Given request 1:
Reproduce the whole court passage on the weight of the evidence below, word for word.

Excerpt provided:
Viewing the evidence in light of the elements of the crimes as charged to the jury (see People v. Danielson, 9 NY3d 342, 349), we further conclude that the verdict is not against the weight of the evidence (see generally People v. Bleakley, 69 N.Y.2d 490, 495). Although the forensic chemist employed by the police tested only 4 of the 31 pills possessed by defendant, the chemist testified that she selected the 4 pills at random and found that all contained a narcotic preparation. Under the circumstances, “ ‘it was for the jury to decide whether the expert had adequately analyzed and weighed the contents and whether [her] opinion was entitled to be credited’ “ (People v. Hill, 85 N.Y.2d 256, 261, quoting People v. Argro, 37 N.Y.2d 929, 930).

Dataset extract:
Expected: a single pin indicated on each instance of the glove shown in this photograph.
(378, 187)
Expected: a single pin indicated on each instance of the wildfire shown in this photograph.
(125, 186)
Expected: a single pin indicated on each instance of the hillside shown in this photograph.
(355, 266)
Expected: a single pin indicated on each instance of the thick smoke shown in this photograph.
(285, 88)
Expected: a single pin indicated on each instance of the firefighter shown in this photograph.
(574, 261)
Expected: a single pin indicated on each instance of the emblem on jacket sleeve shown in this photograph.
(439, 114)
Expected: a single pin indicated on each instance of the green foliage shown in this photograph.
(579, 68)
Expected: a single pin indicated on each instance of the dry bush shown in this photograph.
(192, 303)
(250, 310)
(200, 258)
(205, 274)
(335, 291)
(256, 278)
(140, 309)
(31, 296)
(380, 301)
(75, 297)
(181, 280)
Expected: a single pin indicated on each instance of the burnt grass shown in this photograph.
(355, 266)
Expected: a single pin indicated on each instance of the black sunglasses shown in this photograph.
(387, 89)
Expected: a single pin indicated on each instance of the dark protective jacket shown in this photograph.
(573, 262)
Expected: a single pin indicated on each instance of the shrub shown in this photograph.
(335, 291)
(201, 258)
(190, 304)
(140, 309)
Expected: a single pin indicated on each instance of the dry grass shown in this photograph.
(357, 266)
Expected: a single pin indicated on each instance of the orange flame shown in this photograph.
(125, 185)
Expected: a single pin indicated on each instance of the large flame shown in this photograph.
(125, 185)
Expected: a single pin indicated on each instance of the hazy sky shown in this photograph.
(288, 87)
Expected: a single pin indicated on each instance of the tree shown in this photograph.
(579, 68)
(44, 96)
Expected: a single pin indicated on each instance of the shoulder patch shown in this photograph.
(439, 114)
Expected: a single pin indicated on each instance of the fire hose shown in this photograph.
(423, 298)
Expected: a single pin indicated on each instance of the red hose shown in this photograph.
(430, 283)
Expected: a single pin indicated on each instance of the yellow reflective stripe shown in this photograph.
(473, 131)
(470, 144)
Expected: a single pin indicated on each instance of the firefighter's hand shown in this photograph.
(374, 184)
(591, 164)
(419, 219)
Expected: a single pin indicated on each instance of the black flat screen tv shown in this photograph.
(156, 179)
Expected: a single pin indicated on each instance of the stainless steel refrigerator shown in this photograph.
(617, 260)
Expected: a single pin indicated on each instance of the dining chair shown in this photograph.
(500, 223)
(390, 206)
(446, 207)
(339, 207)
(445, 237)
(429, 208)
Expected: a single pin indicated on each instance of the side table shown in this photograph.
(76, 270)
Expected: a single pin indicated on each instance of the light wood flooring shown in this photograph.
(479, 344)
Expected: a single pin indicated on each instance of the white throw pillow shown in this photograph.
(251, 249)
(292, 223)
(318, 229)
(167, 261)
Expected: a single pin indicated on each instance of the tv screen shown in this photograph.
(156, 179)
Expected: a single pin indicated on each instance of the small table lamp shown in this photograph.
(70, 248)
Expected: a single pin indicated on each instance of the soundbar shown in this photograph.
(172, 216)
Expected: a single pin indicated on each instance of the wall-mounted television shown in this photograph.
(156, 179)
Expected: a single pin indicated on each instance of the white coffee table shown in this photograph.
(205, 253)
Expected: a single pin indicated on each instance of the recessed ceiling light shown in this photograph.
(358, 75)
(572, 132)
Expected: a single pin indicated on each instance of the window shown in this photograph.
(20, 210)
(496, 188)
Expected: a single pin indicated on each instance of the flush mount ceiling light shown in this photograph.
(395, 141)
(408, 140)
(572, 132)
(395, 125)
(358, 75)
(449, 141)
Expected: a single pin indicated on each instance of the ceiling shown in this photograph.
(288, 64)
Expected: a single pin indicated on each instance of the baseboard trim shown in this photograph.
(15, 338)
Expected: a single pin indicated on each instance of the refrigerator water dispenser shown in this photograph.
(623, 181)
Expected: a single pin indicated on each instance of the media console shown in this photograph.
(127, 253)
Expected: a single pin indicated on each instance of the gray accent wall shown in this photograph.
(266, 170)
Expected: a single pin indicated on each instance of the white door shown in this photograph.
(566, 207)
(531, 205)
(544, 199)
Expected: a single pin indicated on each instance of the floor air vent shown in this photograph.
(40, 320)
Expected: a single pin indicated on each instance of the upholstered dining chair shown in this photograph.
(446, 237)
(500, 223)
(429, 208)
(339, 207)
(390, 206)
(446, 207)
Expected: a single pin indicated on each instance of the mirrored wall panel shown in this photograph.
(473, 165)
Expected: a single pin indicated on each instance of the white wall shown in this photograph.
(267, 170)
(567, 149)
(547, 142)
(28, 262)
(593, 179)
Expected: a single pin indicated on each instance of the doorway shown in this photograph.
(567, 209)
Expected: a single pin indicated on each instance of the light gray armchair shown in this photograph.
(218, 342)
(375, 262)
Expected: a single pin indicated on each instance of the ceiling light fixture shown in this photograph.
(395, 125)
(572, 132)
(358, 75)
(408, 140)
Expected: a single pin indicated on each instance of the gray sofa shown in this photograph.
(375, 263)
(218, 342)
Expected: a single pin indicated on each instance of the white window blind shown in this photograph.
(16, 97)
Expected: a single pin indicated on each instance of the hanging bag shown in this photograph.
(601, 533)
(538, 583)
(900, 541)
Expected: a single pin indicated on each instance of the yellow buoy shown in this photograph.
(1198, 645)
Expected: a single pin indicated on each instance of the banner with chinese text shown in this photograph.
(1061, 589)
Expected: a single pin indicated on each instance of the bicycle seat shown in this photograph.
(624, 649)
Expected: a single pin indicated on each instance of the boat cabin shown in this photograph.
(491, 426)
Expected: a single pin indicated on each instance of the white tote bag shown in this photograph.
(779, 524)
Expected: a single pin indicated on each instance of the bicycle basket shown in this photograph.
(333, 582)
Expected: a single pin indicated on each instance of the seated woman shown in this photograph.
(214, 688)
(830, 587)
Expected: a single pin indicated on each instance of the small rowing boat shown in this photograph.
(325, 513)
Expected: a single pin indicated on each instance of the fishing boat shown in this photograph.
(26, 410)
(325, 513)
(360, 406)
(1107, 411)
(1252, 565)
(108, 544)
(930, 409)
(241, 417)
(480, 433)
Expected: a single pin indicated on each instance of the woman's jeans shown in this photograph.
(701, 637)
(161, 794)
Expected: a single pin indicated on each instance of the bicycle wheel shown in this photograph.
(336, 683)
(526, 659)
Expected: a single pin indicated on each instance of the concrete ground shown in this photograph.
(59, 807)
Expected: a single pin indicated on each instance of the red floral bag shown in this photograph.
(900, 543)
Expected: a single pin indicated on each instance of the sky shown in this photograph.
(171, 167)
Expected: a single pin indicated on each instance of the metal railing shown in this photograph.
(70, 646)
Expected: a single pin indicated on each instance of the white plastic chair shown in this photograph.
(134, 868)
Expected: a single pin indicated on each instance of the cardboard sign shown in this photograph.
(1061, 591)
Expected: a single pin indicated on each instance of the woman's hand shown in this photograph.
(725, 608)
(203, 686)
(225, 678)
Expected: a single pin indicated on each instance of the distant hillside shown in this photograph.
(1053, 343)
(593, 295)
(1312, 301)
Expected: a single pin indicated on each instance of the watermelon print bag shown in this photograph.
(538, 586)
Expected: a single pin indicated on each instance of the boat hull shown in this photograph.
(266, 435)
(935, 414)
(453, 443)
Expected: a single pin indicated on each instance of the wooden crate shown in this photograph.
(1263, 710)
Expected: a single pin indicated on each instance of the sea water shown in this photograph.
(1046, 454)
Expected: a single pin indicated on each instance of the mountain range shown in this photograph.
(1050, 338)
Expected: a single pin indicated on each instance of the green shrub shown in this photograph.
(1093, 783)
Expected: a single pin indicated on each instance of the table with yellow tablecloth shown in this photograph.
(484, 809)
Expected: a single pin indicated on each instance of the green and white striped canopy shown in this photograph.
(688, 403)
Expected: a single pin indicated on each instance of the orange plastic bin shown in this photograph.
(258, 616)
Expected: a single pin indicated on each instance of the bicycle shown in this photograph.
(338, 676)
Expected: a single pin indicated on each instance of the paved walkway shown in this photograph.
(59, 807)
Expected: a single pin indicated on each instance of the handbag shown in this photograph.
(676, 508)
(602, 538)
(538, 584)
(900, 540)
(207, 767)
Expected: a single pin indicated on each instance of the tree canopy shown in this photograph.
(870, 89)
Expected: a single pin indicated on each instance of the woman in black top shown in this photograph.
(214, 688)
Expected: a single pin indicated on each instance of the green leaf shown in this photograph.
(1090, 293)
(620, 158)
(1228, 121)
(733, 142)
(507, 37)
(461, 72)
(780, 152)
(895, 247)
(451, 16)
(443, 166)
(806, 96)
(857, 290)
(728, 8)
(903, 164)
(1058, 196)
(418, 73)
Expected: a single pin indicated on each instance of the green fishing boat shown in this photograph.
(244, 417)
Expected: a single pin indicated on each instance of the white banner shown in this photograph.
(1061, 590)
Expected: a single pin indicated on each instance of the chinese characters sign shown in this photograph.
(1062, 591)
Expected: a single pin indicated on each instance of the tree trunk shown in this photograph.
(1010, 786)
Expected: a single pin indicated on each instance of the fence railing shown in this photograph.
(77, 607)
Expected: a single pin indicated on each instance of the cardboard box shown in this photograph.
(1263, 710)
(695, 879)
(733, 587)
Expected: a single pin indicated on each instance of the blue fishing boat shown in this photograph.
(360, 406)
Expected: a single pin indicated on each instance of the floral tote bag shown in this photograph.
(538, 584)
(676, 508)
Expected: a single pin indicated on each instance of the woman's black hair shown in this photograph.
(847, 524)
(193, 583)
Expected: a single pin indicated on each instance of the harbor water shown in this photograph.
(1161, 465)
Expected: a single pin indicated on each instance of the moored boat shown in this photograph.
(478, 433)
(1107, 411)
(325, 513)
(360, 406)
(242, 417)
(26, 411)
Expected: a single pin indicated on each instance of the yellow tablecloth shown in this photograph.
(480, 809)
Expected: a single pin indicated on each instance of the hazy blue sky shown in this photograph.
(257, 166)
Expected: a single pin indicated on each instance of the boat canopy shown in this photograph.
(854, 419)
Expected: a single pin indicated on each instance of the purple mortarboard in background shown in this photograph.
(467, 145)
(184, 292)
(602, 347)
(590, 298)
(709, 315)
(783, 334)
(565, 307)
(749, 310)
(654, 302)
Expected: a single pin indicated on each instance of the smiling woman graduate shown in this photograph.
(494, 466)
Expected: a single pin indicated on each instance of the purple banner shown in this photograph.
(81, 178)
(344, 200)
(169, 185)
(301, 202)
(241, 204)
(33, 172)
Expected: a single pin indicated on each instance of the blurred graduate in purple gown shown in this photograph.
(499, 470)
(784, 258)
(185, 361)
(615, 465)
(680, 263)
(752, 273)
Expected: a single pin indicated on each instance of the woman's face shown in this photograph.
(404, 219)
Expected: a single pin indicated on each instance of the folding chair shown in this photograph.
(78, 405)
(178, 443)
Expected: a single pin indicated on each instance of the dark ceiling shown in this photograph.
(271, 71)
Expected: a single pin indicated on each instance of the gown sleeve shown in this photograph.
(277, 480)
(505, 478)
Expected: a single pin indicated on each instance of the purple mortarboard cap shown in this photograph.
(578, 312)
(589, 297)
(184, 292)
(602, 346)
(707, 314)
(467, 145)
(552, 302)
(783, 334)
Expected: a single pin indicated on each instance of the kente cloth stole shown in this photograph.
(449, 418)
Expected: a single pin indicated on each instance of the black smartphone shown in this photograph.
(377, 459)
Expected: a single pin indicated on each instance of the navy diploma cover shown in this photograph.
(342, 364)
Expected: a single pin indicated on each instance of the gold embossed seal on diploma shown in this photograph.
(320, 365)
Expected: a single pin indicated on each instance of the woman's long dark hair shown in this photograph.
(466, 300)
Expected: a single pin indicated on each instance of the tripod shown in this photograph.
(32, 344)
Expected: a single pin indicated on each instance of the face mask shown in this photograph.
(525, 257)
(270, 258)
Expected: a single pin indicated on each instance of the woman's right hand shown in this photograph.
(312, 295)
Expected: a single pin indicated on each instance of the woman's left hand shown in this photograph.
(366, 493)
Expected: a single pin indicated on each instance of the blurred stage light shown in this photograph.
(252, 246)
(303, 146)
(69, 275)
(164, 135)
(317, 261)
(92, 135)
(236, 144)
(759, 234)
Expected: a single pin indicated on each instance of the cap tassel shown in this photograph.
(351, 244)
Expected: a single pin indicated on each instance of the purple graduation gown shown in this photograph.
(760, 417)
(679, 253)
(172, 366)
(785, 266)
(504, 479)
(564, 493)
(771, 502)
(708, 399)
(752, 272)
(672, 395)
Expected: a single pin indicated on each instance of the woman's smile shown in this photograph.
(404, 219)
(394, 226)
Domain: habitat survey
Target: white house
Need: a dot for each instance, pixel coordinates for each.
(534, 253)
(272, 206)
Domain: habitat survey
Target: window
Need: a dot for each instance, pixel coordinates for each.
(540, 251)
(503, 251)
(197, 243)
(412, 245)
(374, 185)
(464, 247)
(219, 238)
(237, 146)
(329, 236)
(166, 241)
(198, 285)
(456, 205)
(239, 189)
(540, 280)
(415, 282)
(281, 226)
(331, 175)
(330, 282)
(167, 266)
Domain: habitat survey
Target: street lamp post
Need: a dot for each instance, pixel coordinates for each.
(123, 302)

Given request 2:
Collect every line of the listing above that contains the string "chinese". Count a line only if its case matches.

Written solution 1:
Viewing the evidence in light of the elements of the crimes as charged to the jury (see People v. Danielson, 9 NY3d 342, 349), we further conclude that the verdict is not against the weight of the evidence (see generally People v. Bleakley, 69 N.Y.2d 490, 495). Although the forensic chemist employed by the police tested only 4 of the 31 pills possessed by defendant, the chemist testified that she selected the 4 pills at random and found that all contained a narcotic preparation. Under the circumstances, “ ‘it was for the jury to decide whether the expert had adequately analyzed and weighed the contents and whether [her] opinion was entitled to be credited’ “ (People v. Hill, 85 N.Y.2d 256, 261, quoting People v. Argro, 37 N.Y.2d 929, 930).

Written solution 2:
Expected: a single pin indicated on each instance of the banner with chinese text shown in this photograph.
Expected: a single pin indicated on each instance of the chinese characters sign shown in this photograph.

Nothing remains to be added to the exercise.